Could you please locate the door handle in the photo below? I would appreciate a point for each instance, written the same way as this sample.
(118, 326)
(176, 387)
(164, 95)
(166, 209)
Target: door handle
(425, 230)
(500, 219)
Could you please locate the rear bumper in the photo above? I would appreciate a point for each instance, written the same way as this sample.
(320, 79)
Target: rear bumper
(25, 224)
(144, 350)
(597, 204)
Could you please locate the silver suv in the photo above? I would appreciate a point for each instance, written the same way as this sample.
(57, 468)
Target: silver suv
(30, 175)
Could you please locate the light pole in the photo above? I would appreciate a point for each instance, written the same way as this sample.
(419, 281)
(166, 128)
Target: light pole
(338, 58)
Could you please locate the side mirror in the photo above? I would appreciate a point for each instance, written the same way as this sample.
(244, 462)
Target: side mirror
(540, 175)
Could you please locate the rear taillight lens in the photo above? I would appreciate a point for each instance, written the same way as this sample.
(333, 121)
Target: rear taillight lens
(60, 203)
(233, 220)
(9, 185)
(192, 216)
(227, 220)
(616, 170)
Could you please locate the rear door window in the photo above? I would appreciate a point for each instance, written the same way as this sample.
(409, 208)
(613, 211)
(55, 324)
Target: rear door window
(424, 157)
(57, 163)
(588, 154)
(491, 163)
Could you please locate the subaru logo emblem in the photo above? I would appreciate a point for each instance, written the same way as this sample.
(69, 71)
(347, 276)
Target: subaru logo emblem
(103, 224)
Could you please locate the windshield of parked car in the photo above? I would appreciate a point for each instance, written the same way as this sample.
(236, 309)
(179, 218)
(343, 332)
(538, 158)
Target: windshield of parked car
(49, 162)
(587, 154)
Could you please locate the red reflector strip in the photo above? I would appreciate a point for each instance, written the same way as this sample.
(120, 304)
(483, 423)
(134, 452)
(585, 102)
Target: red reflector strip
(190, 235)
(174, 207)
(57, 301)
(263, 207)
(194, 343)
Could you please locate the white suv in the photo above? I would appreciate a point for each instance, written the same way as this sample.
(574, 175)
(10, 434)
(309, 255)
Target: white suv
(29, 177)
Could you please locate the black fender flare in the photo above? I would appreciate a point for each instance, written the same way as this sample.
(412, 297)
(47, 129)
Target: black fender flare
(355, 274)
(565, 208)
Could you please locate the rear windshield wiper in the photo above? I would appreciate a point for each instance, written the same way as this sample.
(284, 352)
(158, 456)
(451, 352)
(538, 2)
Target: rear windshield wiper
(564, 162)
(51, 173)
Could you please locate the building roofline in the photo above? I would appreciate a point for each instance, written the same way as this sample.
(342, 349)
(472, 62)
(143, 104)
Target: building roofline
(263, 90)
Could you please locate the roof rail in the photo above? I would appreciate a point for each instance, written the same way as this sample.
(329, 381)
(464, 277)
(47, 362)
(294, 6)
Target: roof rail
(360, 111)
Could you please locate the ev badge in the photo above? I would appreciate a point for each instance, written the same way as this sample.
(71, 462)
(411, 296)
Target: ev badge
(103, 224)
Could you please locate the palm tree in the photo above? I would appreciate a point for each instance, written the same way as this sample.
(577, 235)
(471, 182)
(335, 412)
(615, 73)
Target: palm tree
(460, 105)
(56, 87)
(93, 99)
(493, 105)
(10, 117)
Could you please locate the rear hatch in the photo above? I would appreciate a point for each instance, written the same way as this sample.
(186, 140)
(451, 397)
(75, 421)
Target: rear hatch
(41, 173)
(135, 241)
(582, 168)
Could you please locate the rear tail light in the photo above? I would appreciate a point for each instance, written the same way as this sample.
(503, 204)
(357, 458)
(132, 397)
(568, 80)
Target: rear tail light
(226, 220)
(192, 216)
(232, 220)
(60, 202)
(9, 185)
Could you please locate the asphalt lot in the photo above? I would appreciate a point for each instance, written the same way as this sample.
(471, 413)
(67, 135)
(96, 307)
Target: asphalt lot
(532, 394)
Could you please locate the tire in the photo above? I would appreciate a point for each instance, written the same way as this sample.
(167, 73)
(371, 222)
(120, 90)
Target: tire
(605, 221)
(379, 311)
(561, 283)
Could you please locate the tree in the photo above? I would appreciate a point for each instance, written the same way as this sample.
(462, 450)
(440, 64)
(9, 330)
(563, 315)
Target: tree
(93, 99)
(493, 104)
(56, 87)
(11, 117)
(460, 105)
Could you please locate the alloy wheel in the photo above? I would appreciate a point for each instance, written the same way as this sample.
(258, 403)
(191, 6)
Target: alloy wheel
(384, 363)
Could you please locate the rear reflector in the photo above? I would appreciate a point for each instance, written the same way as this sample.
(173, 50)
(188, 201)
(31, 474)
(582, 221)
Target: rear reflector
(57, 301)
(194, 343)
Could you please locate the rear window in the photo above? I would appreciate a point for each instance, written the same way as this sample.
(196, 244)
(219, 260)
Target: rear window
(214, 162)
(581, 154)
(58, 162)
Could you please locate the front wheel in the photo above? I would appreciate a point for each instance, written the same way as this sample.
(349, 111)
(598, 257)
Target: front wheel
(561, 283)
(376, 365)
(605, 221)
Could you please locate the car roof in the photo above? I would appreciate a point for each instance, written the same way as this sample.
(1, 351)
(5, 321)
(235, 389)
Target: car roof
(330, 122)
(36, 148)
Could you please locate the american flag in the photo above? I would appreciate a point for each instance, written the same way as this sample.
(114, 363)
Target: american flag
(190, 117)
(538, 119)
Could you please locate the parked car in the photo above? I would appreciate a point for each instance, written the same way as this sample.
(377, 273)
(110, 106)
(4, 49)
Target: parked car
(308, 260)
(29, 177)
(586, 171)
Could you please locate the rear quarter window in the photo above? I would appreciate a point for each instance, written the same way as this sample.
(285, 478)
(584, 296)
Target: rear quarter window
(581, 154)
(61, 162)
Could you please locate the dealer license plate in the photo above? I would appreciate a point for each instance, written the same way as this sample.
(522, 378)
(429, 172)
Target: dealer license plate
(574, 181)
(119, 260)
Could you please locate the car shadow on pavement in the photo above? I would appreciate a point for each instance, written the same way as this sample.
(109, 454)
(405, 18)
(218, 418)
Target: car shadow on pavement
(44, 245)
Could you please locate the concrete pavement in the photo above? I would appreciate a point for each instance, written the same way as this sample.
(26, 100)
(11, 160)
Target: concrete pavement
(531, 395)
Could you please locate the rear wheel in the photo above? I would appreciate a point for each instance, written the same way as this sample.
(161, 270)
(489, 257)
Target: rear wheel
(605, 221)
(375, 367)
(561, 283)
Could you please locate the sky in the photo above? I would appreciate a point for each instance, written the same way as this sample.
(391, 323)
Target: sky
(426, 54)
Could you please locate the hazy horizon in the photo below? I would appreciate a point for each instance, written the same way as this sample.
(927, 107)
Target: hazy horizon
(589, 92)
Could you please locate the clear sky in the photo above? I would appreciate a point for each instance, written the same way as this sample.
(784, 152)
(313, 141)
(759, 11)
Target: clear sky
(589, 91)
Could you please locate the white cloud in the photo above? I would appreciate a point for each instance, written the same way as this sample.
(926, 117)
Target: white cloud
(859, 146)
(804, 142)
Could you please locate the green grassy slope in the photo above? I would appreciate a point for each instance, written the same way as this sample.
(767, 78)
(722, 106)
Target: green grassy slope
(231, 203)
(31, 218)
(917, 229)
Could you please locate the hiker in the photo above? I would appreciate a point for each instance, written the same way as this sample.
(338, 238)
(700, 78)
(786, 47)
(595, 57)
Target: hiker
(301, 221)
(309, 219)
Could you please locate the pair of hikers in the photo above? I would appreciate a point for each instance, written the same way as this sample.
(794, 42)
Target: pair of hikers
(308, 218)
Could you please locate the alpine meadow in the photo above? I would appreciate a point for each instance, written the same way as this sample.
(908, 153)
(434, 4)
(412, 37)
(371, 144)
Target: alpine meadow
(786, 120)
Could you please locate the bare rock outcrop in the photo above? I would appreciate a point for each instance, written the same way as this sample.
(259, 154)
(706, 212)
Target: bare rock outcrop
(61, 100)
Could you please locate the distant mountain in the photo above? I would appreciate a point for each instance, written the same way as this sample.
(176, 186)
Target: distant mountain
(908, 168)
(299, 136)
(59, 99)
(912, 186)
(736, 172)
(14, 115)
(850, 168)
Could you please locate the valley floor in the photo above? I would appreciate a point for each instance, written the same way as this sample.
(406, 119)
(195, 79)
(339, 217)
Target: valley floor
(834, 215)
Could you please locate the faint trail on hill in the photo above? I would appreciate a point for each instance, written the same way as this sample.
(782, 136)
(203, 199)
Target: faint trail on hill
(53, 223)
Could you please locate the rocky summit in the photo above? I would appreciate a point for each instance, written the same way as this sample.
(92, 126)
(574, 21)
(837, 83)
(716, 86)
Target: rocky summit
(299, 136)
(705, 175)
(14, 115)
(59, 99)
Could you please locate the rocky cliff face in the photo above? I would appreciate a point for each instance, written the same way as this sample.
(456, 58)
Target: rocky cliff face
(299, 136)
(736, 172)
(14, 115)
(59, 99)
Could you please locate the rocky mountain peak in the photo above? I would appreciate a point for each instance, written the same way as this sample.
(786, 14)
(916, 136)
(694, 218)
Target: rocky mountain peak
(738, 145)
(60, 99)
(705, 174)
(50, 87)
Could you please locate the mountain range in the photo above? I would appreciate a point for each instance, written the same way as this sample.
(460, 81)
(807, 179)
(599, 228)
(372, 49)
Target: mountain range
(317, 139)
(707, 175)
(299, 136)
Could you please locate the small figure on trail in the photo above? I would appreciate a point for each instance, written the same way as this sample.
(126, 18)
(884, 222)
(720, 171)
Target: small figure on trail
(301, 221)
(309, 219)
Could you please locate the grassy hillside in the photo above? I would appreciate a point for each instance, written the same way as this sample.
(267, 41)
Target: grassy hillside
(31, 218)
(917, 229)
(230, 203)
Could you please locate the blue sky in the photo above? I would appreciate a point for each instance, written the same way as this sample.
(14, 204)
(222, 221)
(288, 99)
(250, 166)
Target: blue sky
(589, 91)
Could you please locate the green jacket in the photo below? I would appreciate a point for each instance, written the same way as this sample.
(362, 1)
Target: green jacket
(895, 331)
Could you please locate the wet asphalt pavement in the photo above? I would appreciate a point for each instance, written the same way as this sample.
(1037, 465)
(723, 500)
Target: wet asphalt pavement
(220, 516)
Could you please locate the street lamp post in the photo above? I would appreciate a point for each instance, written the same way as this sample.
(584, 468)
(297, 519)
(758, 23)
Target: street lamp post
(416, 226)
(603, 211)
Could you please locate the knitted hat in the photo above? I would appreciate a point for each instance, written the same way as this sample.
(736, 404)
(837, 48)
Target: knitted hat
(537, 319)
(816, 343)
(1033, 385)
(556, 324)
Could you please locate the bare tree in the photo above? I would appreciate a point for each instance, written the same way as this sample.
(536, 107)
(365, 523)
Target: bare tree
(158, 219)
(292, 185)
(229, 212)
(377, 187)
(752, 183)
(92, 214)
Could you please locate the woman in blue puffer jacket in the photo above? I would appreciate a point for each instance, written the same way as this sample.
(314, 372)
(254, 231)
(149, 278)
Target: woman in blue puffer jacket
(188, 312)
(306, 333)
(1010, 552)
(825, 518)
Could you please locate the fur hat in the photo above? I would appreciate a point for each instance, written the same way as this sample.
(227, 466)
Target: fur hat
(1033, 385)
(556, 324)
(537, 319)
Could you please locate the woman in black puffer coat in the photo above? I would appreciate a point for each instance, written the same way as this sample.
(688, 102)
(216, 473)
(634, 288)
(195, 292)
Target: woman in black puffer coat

════════

**INSTRUCTIONS FOR THE TASK:** Tally the lines that hold the word "coat" in the listing, and give the tally with nothing else.

**RESULT OF THIS EXERCISE:** 2